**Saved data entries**

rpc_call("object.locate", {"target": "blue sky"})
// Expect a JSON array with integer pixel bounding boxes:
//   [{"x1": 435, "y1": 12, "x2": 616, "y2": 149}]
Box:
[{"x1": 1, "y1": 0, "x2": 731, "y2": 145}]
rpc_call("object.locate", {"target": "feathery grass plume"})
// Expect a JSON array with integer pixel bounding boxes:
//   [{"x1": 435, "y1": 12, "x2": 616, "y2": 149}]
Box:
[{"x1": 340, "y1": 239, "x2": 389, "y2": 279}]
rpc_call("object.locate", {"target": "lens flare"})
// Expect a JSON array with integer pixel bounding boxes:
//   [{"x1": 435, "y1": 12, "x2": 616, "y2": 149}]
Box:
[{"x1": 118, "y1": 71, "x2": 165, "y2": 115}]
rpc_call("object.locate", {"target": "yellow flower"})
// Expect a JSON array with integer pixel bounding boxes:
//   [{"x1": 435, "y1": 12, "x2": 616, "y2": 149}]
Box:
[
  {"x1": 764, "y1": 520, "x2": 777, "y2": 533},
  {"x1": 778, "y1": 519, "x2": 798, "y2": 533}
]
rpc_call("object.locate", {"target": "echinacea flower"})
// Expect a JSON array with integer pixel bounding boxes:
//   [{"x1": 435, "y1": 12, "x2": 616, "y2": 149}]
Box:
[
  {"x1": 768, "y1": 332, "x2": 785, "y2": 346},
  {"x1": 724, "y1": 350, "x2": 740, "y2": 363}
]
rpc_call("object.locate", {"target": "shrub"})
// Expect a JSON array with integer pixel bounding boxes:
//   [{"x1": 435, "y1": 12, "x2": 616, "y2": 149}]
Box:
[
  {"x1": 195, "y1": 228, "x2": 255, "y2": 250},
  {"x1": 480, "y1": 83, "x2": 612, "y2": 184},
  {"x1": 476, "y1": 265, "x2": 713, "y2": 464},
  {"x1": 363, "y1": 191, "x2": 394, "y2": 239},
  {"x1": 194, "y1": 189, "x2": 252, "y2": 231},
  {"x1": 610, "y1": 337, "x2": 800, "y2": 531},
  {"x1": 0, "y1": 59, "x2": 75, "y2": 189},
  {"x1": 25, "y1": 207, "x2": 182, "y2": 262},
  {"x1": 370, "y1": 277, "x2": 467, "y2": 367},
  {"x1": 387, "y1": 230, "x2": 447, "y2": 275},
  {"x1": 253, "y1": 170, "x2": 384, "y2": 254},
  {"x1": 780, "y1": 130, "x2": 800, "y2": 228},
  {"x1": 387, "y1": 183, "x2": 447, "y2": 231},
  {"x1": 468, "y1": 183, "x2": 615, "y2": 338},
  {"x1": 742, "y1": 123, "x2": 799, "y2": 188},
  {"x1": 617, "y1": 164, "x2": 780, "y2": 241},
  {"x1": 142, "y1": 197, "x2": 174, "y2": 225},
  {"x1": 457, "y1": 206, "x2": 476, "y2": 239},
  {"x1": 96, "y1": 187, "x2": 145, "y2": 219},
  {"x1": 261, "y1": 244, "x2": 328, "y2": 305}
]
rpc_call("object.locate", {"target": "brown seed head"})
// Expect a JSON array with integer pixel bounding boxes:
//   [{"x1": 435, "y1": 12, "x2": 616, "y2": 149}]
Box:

**EXERCISE**
Go through the records above and copy every line with the word "flower".

**WRITTEN RESPONSE**
rpc_call("object.locate", {"target": "yellow flower"})
rpc_call("object.locate", {"target": "echinacea flower"})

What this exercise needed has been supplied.